**Set problem 1**
Find every line in the records that contains the word "wooden" and copy each of those lines.
**Set problem 2**
Extend the post on the ORA-01092 instance crash, starting after its last line.

**Provided text**
--------------------
Instance crashed with ORA-01092 Error

While I was checking a customer environment, I saw that the Repository Database of an Enterprise Manager Cloud Control installation was down. Due to the alert log, there was a hung of processes in the night and the instance was killed by the PMON. Every subsequent startup of the database failed with an ORA-01092 error.

In this blog post, I will demonstrate how to analyze a memory issue which can lead to an ORA-01092 error.

HugePages

The database was configured to use HugePages – see my blog post Verwendung von HugePages (German) or My Oracle Support Note 361468.1 for more details about this topic.

If the system has not enough HugePages to hold the complete SGA, Oracle will use either a combination of HugePages and SmallPages or SmallPages only. To force Oracle to use HugePages only, you have to set use_large_pages to ONLY.

Information about the usage of HugePages/SmallPages are written to the alert log before each instance startup.

*********************************************************************
Dump of system resources acquired for SHARED GLOBAL AREA (SGA)

Per process system memlock (soft) limit = UNLIMITED
Expected per process system memlock (soft) limit to lock
SHARED GLOBAL AREA (SGA) into memory: 16G
Available system pagesizes:
4K, 2048K
Supported system pagesize(s):
PAGESIZE AVAILABLE_PAGES EXPECTED_PAGES ALLOCATED_PAGES ERROR(s)
--------------------
**Exercise material**
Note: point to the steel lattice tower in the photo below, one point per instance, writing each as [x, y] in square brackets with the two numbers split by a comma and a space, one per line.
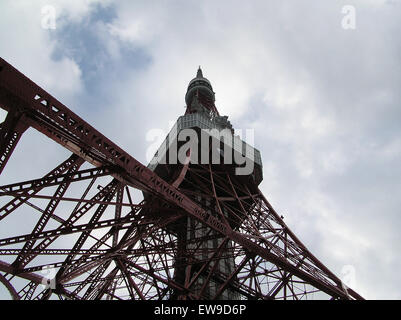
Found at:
[105, 226]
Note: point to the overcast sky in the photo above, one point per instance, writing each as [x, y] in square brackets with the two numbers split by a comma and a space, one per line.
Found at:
[324, 102]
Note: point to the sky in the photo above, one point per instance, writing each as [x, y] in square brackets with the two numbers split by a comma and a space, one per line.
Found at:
[322, 96]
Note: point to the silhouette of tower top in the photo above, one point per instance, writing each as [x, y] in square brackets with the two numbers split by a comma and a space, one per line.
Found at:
[200, 95]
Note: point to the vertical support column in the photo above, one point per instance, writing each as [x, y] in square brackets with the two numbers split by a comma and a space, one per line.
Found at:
[11, 131]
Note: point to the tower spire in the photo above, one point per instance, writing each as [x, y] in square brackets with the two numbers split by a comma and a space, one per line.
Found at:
[200, 94]
[199, 73]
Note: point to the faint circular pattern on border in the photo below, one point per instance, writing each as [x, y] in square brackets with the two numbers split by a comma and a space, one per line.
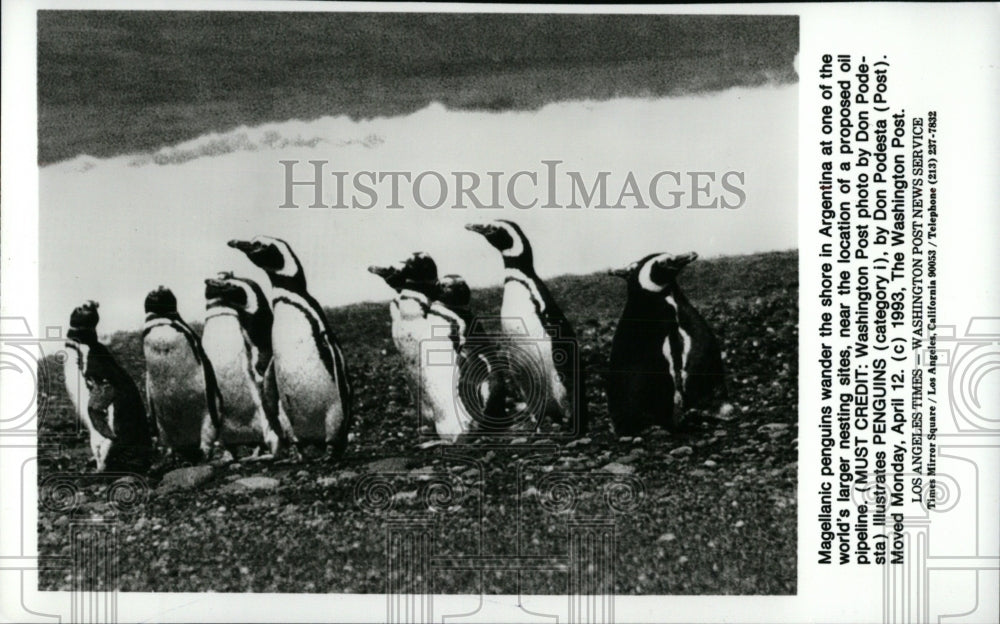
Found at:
[557, 494]
[624, 495]
[17, 374]
[442, 494]
[374, 494]
[59, 493]
[559, 355]
[968, 372]
[127, 494]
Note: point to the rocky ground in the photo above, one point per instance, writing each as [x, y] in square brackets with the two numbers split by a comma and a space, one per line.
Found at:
[711, 510]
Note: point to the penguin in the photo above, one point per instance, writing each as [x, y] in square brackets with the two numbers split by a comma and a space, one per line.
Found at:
[82, 335]
[237, 341]
[310, 373]
[117, 412]
[481, 386]
[181, 389]
[429, 338]
[664, 356]
[108, 401]
[540, 343]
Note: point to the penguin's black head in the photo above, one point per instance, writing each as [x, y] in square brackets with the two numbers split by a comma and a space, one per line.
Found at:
[271, 254]
[454, 292]
[224, 290]
[161, 302]
[420, 268]
[506, 236]
[85, 316]
[655, 273]
[392, 275]
[419, 273]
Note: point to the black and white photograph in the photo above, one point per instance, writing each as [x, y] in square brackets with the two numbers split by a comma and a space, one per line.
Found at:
[436, 312]
[420, 303]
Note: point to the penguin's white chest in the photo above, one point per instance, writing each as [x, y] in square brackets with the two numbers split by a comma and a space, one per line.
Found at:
[409, 328]
[76, 385]
[520, 313]
[529, 345]
[176, 384]
[227, 347]
[307, 387]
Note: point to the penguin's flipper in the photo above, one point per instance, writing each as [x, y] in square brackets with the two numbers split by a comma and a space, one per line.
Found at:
[213, 395]
[269, 399]
[154, 423]
[100, 419]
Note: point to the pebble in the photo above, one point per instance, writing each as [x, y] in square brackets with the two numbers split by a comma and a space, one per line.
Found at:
[411, 495]
[618, 468]
[186, 478]
[257, 483]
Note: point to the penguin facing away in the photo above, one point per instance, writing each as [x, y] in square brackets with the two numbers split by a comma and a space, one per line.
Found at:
[481, 385]
[82, 335]
[105, 397]
[237, 340]
[310, 374]
[540, 343]
[423, 332]
[116, 409]
[181, 389]
[664, 356]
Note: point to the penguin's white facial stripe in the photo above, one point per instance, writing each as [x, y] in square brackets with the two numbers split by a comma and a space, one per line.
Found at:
[252, 305]
[685, 342]
[645, 280]
[517, 247]
[289, 267]
[519, 276]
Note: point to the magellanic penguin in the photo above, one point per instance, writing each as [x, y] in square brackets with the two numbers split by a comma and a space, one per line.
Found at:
[309, 368]
[664, 356]
[181, 389]
[540, 343]
[237, 340]
[481, 385]
[107, 400]
[429, 342]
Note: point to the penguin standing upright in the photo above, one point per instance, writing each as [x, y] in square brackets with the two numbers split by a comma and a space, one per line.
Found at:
[181, 389]
[480, 383]
[540, 342]
[309, 370]
[423, 334]
[107, 401]
[81, 336]
[664, 356]
[237, 340]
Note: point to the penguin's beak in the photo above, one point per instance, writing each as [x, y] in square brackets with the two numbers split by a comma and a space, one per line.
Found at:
[686, 259]
[383, 272]
[244, 246]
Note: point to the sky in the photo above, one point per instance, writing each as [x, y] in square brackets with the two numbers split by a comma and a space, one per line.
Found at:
[112, 229]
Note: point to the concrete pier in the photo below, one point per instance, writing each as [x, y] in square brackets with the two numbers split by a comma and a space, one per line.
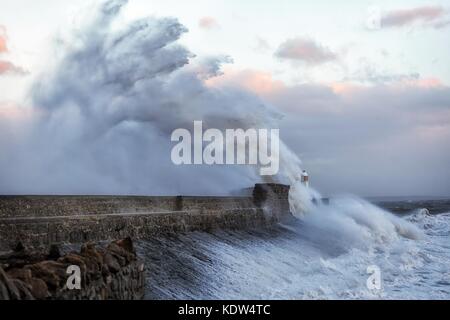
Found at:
[45, 220]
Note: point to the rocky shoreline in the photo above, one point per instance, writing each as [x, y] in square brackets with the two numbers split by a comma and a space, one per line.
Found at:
[110, 272]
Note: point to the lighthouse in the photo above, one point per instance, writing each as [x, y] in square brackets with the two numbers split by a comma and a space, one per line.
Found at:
[305, 178]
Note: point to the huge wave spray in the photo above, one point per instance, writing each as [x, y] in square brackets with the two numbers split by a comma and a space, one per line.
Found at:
[102, 118]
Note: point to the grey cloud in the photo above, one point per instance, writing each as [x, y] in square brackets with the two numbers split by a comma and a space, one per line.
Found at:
[305, 50]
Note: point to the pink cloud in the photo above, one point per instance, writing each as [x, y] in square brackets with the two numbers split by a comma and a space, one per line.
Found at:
[259, 82]
[305, 50]
[3, 46]
[7, 67]
[428, 14]
[208, 23]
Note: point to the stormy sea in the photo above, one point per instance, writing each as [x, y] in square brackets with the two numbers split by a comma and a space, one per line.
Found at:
[323, 255]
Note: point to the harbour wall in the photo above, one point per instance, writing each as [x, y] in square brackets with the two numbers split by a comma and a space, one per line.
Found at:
[45, 220]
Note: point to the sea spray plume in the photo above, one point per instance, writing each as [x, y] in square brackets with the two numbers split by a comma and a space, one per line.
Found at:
[109, 104]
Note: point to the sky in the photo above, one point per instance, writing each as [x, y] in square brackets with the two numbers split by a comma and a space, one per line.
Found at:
[363, 86]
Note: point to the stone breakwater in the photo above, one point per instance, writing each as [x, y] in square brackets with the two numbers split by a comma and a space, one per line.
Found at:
[113, 272]
[45, 220]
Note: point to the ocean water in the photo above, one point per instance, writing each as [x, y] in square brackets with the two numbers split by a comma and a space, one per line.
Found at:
[328, 253]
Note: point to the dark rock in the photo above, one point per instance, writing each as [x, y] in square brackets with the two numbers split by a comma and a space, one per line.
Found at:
[54, 253]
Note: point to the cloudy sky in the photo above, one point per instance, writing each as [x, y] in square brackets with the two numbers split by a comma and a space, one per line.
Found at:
[364, 88]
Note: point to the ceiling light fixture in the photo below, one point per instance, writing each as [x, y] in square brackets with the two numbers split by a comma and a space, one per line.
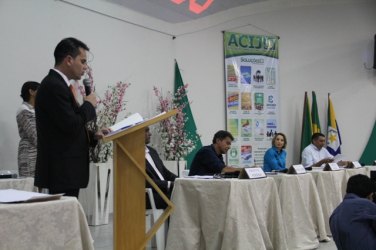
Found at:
[194, 6]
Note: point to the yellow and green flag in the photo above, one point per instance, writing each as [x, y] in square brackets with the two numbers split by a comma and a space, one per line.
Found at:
[368, 157]
[306, 125]
[333, 138]
[316, 128]
[190, 126]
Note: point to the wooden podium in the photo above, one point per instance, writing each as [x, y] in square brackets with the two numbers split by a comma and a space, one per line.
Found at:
[129, 186]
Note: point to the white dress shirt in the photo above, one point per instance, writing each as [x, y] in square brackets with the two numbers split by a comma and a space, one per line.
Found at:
[311, 154]
[150, 160]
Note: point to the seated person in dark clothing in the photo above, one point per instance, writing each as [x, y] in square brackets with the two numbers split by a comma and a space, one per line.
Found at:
[353, 222]
[159, 173]
[209, 160]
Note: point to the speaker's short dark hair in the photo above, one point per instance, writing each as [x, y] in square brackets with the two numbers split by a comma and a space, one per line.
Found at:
[361, 185]
[25, 94]
[68, 47]
[284, 138]
[315, 136]
[222, 134]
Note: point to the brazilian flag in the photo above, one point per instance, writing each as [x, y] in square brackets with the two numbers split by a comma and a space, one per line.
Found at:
[190, 125]
[306, 125]
[316, 128]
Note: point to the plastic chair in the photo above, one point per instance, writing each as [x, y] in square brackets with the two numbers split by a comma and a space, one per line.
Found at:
[154, 214]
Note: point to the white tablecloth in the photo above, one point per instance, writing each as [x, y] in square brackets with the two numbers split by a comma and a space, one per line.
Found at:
[226, 214]
[302, 211]
[59, 224]
[24, 184]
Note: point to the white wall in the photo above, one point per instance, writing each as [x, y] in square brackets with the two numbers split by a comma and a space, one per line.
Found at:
[323, 47]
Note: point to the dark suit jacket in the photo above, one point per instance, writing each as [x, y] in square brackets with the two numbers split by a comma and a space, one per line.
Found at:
[63, 141]
[162, 184]
[207, 162]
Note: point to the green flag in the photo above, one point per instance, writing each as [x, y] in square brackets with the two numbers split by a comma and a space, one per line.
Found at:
[306, 125]
[368, 157]
[316, 128]
[189, 126]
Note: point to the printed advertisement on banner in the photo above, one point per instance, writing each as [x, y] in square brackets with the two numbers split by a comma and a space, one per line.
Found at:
[252, 96]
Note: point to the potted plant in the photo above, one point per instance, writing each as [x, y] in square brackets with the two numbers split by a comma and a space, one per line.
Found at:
[97, 198]
[175, 143]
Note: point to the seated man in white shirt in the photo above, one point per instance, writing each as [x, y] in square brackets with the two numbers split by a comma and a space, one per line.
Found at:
[158, 172]
[315, 155]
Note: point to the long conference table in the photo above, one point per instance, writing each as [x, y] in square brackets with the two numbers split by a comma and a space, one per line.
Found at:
[278, 212]
[57, 224]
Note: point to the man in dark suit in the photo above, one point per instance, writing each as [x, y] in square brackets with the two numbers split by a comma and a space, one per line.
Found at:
[158, 172]
[63, 140]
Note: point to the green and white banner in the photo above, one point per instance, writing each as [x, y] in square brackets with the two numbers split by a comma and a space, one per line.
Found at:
[252, 96]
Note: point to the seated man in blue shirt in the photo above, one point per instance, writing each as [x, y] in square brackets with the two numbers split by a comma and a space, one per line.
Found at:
[353, 222]
[209, 160]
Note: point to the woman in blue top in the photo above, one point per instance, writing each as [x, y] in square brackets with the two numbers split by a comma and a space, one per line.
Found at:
[275, 157]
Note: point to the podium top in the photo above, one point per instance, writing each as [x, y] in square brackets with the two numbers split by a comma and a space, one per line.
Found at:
[142, 125]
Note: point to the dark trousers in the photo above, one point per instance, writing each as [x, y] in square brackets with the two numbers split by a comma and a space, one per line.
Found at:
[68, 192]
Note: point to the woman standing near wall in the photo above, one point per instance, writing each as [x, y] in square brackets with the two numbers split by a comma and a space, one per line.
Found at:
[27, 148]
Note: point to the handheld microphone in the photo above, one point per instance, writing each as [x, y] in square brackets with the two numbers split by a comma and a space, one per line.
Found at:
[87, 84]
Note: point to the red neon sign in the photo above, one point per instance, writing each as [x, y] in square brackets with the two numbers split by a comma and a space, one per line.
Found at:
[194, 6]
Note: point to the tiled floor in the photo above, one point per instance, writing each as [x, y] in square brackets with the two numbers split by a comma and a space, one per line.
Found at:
[102, 236]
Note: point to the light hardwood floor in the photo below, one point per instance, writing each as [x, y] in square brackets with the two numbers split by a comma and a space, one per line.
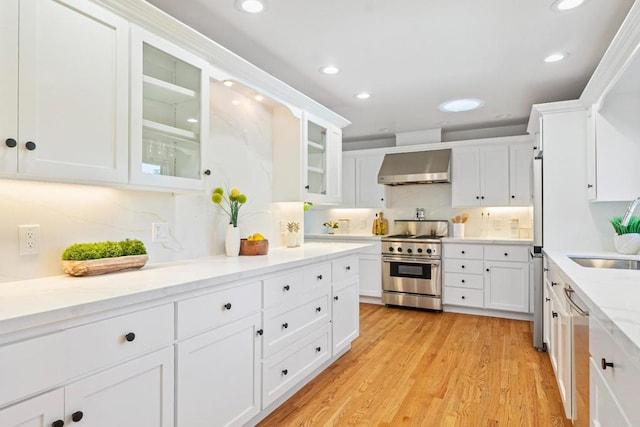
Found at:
[418, 368]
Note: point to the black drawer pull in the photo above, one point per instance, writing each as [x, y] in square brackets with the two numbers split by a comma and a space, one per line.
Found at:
[605, 364]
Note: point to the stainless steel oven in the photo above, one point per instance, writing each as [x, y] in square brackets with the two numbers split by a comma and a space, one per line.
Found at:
[411, 264]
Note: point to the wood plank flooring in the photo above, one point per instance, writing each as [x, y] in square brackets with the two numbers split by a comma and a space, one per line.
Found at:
[417, 368]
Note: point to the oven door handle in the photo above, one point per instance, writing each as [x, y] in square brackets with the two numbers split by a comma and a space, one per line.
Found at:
[412, 260]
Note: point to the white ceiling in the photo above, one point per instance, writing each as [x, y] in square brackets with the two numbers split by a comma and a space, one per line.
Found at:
[411, 55]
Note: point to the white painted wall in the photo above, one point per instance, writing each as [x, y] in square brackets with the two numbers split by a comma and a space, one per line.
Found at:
[239, 155]
[571, 222]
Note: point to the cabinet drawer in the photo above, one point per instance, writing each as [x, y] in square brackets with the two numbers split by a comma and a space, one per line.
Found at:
[117, 339]
[462, 296]
[464, 251]
[468, 266]
[285, 325]
[473, 281]
[506, 253]
[623, 378]
[317, 275]
[345, 268]
[282, 372]
[204, 312]
[283, 288]
[30, 366]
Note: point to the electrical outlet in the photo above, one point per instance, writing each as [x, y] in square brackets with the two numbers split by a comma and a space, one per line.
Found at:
[29, 239]
[159, 232]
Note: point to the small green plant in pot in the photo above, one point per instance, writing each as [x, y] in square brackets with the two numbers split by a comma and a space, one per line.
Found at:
[627, 237]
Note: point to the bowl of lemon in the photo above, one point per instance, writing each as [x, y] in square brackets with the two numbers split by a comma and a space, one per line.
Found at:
[256, 244]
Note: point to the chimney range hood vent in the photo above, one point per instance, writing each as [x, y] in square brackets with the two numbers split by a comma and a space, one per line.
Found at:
[420, 167]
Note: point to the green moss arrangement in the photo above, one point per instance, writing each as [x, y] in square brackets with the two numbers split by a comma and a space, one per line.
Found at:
[632, 227]
[85, 251]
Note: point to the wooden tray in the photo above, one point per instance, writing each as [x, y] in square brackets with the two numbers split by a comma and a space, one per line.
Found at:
[254, 247]
[94, 267]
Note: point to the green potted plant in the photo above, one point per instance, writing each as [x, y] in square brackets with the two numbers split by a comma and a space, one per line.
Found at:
[627, 238]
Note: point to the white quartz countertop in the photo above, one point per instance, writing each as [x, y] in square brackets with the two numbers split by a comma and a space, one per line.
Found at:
[488, 240]
[613, 295]
[36, 302]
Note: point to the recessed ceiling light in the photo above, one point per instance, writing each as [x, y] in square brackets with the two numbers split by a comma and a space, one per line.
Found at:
[555, 57]
[251, 6]
[460, 105]
[562, 5]
[329, 69]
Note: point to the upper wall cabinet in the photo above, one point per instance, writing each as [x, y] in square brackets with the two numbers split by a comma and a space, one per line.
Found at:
[307, 159]
[64, 110]
[169, 114]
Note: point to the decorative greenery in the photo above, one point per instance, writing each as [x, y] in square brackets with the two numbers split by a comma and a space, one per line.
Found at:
[632, 227]
[331, 224]
[234, 201]
[293, 227]
[107, 249]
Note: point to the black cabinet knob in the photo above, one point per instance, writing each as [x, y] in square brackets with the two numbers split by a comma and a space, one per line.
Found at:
[605, 364]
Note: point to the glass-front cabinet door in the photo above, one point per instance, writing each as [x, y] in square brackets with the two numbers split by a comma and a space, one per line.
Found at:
[169, 114]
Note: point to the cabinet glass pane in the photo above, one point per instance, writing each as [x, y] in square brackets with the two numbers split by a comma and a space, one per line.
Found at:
[316, 158]
[171, 115]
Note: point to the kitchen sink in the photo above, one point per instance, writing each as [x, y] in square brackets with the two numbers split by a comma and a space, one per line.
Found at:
[621, 264]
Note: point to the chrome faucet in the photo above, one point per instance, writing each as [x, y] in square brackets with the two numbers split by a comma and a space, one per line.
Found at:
[629, 212]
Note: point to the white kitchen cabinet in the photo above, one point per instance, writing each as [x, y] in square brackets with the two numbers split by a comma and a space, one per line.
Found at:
[506, 286]
[218, 375]
[307, 157]
[66, 115]
[46, 410]
[521, 174]
[169, 114]
[480, 176]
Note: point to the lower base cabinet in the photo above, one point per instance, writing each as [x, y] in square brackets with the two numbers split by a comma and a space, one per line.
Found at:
[218, 375]
[136, 393]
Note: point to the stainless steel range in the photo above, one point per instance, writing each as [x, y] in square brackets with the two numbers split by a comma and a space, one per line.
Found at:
[411, 264]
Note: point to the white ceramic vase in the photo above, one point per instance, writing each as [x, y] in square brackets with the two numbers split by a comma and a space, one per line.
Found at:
[628, 244]
[232, 240]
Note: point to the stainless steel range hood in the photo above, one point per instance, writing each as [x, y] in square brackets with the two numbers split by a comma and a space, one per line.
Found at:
[420, 167]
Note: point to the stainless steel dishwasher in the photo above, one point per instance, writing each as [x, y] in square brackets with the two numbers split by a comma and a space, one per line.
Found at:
[580, 358]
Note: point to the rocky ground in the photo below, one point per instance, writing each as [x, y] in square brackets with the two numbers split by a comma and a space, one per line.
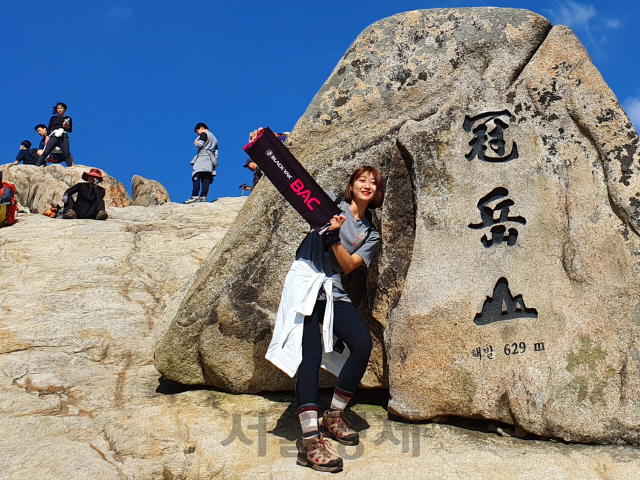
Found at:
[83, 304]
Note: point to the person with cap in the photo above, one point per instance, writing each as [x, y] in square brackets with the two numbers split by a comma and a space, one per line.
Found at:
[24, 155]
[257, 173]
[60, 125]
[8, 203]
[90, 198]
[204, 163]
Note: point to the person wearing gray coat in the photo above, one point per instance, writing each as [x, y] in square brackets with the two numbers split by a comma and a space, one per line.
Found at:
[204, 163]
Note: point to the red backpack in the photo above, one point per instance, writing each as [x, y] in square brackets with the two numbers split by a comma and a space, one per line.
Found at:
[12, 208]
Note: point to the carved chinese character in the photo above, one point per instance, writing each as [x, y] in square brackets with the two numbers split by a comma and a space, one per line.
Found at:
[498, 231]
[488, 142]
[503, 306]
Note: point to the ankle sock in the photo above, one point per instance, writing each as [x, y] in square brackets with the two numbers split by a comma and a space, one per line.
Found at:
[308, 415]
[340, 399]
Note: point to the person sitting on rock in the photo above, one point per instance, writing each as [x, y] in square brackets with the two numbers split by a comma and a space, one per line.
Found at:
[257, 173]
[58, 131]
[24, 155]
[204, 163]
[90, 199]
[8, 203]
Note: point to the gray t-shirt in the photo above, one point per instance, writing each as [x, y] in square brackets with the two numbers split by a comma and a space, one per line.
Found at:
[352, 235]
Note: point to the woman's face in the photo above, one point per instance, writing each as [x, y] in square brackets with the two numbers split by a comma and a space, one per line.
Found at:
[364, 187]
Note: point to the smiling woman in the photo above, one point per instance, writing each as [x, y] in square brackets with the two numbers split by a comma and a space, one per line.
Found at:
[314, 281]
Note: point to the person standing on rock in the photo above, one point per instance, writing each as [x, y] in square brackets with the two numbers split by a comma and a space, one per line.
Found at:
[58, 135]
[204, 163]
[349, 244]
[90, 198]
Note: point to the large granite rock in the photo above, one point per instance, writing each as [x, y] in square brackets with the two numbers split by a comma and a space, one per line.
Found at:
[506, 285]
[82, 305]
[148, 192]
[38, 187]
[79, 395]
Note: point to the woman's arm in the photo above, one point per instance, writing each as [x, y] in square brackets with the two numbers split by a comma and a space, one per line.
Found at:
[348, 262]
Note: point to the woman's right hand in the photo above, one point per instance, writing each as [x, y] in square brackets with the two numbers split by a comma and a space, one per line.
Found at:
[336, 222]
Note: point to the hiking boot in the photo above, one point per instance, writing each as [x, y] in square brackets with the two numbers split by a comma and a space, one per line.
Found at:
[334, 425]
[69, 214]
[316, 452]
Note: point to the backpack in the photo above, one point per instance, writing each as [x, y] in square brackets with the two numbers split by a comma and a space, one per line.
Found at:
[54, 211]
[12, 208]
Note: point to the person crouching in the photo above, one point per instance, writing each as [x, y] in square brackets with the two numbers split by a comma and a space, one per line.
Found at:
[90, 199]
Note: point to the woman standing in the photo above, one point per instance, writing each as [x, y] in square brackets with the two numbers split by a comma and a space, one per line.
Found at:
[204, 163]
[58, 135]
[313, 295]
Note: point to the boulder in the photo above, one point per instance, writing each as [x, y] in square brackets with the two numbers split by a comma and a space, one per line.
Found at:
[506, 285]
[148, 192]
[38, 187]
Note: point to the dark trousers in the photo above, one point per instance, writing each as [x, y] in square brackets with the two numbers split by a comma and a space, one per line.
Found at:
[204, 178]
[349, 327]
[63, 143]
[84, 210]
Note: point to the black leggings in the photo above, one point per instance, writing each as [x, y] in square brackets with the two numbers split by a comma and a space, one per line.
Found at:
[206, 178]
[349, 327]
[63, 143]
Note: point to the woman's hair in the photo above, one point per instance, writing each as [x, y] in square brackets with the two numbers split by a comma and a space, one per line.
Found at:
[64, 105]
[378, 197]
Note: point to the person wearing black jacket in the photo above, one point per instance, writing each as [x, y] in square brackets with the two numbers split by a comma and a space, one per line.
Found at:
[90, 199]
[58, 132]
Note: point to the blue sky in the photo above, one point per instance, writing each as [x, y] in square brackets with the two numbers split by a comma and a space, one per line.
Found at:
[137, 76]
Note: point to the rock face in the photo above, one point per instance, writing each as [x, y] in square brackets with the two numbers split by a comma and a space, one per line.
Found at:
[82, 307]
[148, 192]
[38, 187]
[506, 285]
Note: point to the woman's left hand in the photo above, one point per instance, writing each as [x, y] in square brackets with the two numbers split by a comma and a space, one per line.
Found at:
[336, 222]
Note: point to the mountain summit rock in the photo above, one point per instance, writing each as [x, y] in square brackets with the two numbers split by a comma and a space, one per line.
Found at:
[512, 177]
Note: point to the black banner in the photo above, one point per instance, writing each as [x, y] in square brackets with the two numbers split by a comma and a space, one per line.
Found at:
[292, 180]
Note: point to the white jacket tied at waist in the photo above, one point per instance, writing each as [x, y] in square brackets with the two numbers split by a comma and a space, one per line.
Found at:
[299, 296]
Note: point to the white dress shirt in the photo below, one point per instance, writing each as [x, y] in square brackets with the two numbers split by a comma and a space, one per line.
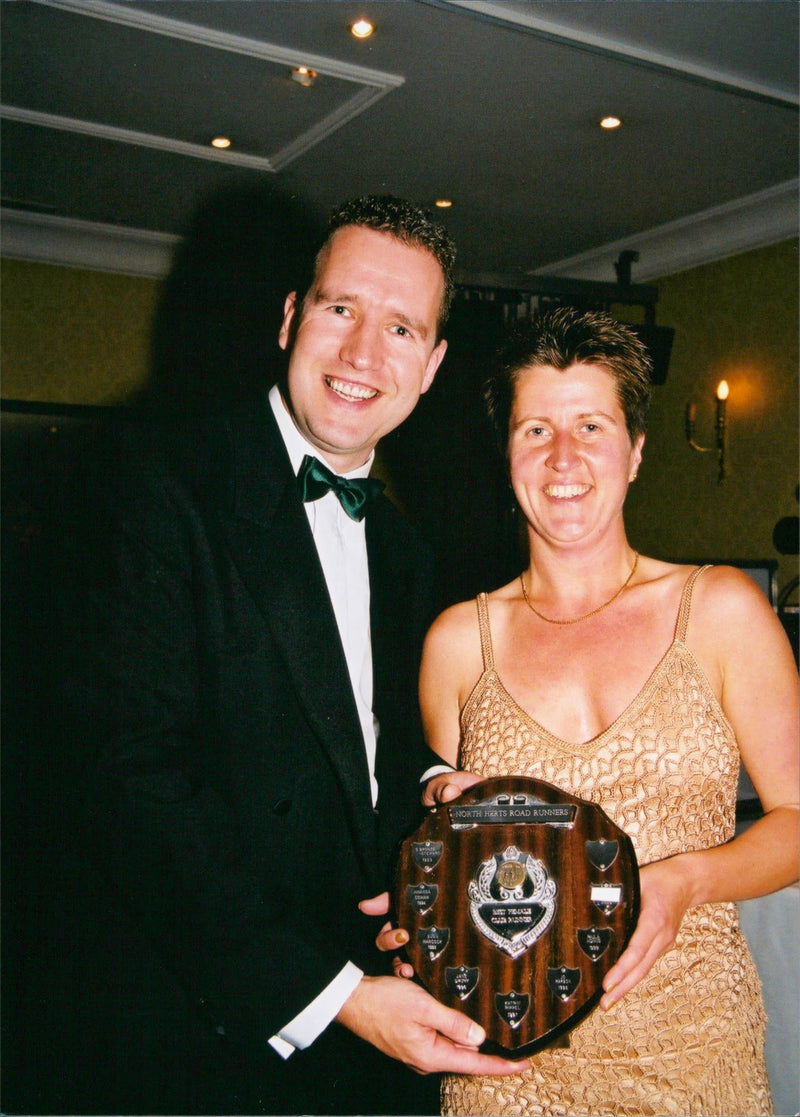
--------------------
**Task result 1**
Note: point to the wooden podium in the photo above, one point per instance, writing each as [x, y] in square brackets with the two numbers split by a comma and a space, one per line.
Note: point to the wooden tray in the photo above, one point per instance, writing each as [x, y] in square brackets with the two numbers split by a comma and a space, one per line.

**Task result 2**
4K Configured 10 10 NONE
2048K 8194 8193 8193 NONE
**********************************************************************

You can use /proc/meminfo to see the amount of configured, free and reserved HugePages.

$> grep "HugePages_" /proc/meminfo
HugePages_Total:  8194
HugePages_Free:      2
HugePages_Rsvd:      1
HugePages_Surp:      0

Problem

When I tried to start up the database using SQL*Plus, I got an ORA-03113 error and the instance crashed.

ORA-03113: end-of-file on communication channel

In the alert log I could observe the following error information.

2018-07-27T08:38:07.788866+02:00
PMON (ospid: 16179): terminating the instance due to error 12752
2018-07-27T08:38:07.798599+02:00
System state dump requested by (instance=1, osid=16179 (PMON)), summary=[abnormal instance termination].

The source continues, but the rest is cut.